>> start SOURCE DOCUMENT

DEEPDEEPTAN
This year, 2002, is the fifth summer since I started cultivating a deeptan, and I am far from giving it up. I'm deeper and deeper into it.
In March I realized that I had lost over the winter more color than in previous winters. Spring was late coming, and I didn't get to sit in the sun until late in March. But I caught up quickly in April, and by 1 June I got a good deep dark tan, darker than the deeptan that I had developed in previous summers. By June I was quite pleased with the tone of my skin. I am, in fact, so dark that, passing by a mirror I sometimes get a mild jolt from the coffee brown face of my reflection. I stare in disbelief at the face that stares back at me. Is this really me? Where is that fair-skinned Asian me? I ask myself in awe. I stand out, in particular, when I see other women in the mirror as it happens when I am standing in line in the ladies' room. I definitely don't look Japanese any more. I am unquestionably a colored person. I am ecstatic. I am asked now and then where I am from, the implication being that I look too dark to be Japanese, Korean, or Chinese, so where in Southeast Asia might I be from?
But depending on the condition of light, sometimes I don't seem so very dark. I look at my arms and legs, and they are not really so brown, only tawny, not even maple-syrup colored; it is so disappointing, having put in so many hours in the sun. But, then, looking around in a crowd I look at browned-skinned African Americans and realize that I am darker than many of them, and I am elated. But I am always envious of people who are darker, and imagine myself as I appear in the pictures of me that I touched up to look darker.
Obviously, my obsession to have a deep deep tan is showing no sign of regressing. It only continues to grow. So, every year at the end of the summer I wonder if I am darker than I was last year at the same time. I should be since I don't lose all the color over the winter. I carry over a good deal of brown from the previous year when I start sitting in the sun every spring, and it's five years now. But I am not even twice as dark as I was at the end of the first summer of tanning, though objective comparison is impossible. Then I wonder, too, whether the process of darkening the skin gradually slows down and eventually reaches a plateau. This has been a nagging thought.
On the other hand, aside from acquiring a darkened skin, there is a lure in the process of getting darker as I bask in the bright summer sun. To be more precise, there is a very special pleasure in the anticipation of getting darker. Moreover, even beyond the anticipation of the deep tan, there is the sensation of bathing in the sun. Since I started tanning, I came to realize that I like the tingling sensation of the sunlight searing the body. It feels particularly good, intense and invigorating, under the brilliant sun on a clear day, without a spot of cloud in the blue sky. On a hot and humid day, the skin doesn't tingle because it gets drenched in sweat. Most of my life, I hated sweating. But of late I started to enjoy the feel of the body drenched in dripping sweat that makes the skin glisten and get slippery. Hot and wet, this must be how the sauna feels like even though I have no experience of being in a sauna. On these sweltering afternoons, I don't read; I just lie limp, yielding myself totally to the shrouding warmth of the sun. Were I asked if there is any erotic aura to this experience, I cannot honestly deny it. To avoid dehydration from sweating profusely, I drink a lot of water when I sunbathe, and then I sweat even more. In the old days before I started tanning, I used to refrain from drinking water in summertime only so as to minimize perspiration.

>> end SOURCE DOCUMENT

REQUIRED TASK A:
Write out the passage of the tanning essay from "Obviously, my obsession" to "a nagging thought.".

>> start RECORDS SHOWN

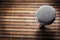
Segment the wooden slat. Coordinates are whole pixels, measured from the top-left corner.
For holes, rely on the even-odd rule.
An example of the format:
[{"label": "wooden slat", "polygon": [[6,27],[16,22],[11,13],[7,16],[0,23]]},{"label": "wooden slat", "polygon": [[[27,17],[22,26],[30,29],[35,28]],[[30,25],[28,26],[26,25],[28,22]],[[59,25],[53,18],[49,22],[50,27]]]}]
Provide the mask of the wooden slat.
[{"label": "wooden slat", "polygon": [[[40,29],[36,19],[36,11],[42,5],[56,10],[56,19],[46,25],[46,30]],[[0,40],[59,40],[59,28],[60,0],[0,0]]]}]

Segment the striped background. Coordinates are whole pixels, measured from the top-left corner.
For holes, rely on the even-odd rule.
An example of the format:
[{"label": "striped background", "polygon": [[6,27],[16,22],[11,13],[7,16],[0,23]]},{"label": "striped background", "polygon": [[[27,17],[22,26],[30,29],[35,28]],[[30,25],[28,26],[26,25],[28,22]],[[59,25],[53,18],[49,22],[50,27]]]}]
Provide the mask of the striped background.
[{"label": "striped background", "polygon": [[[40,30],[36,10],[42,5],[53,6],[56,20]],[[60,0],[0,0],[0,40],[59,40]]]}]

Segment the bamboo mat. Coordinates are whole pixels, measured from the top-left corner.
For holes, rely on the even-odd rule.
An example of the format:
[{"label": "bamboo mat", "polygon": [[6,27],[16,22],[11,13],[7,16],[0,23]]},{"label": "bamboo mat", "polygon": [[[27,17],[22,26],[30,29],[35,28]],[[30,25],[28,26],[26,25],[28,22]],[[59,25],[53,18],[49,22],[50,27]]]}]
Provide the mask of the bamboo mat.
[{"label": "bamboo mat", "polygon": [[[56,19],[40,30],[36,11],[53,6]],[[0,40],[60,40],[60,0],[0,0]]]}]

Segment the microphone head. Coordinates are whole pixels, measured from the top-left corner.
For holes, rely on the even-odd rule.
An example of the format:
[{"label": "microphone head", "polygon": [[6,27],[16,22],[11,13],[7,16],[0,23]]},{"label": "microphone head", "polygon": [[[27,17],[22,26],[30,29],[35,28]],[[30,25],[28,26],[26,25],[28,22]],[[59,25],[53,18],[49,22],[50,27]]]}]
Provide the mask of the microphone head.
[{"label": "microphone head", "polygon": [[36,16],[39,22],[43,23],[44,25],[48,25],[55,20],[56,12],[53,7],[43,5],[37,10]]}]

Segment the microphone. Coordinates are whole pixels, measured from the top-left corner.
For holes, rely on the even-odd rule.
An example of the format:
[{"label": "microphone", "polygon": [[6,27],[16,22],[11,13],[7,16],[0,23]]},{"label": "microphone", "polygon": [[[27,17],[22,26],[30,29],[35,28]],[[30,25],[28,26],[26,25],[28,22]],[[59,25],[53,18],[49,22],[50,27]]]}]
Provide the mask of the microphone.
[{"label": "microphone", "polygon": [[41,23],[41,29],[45,29],[45,25],[50,25],[54,22],[56,11],[52,6],[43,5],[36,11],[36,18]]}]

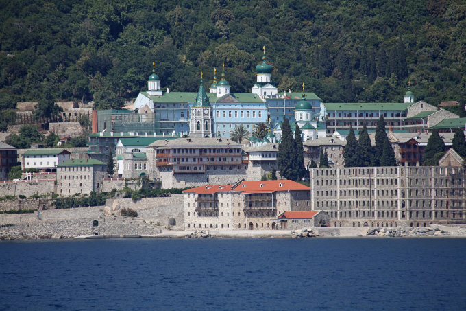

>> end RECORDS SHOWN

REQUIRED TASK B:
Show each line in the rows that contains the word "Provide".

TASK RESULT A:
Obviously, my obsession to have a deep deep tan is showing no sign of regressing. It only continues to grow. So, every year at the end of the summer I wonder if I am darker than I was last year at the same time. I should be since I don't lose all the color over the winter. I carry over a good deal of brown from the previous year when I start sitting in the sun every spring, and it's five years now. But I am not even twice as dark as I was at the end of the first summer of tanning, though objective comparison is impossible. Then I wonder, too, whether the process of darkening the skin gradually slows down and eventually reaches a plateau. This has been a nagging thought.

TASK RESULT B:
Provide the mask of the wooden slat.
Provide the mask of the striped background.
Provide the mask of the bamboo mat.
Provide the mask of the microphone head.
Provide the mask of the microphone.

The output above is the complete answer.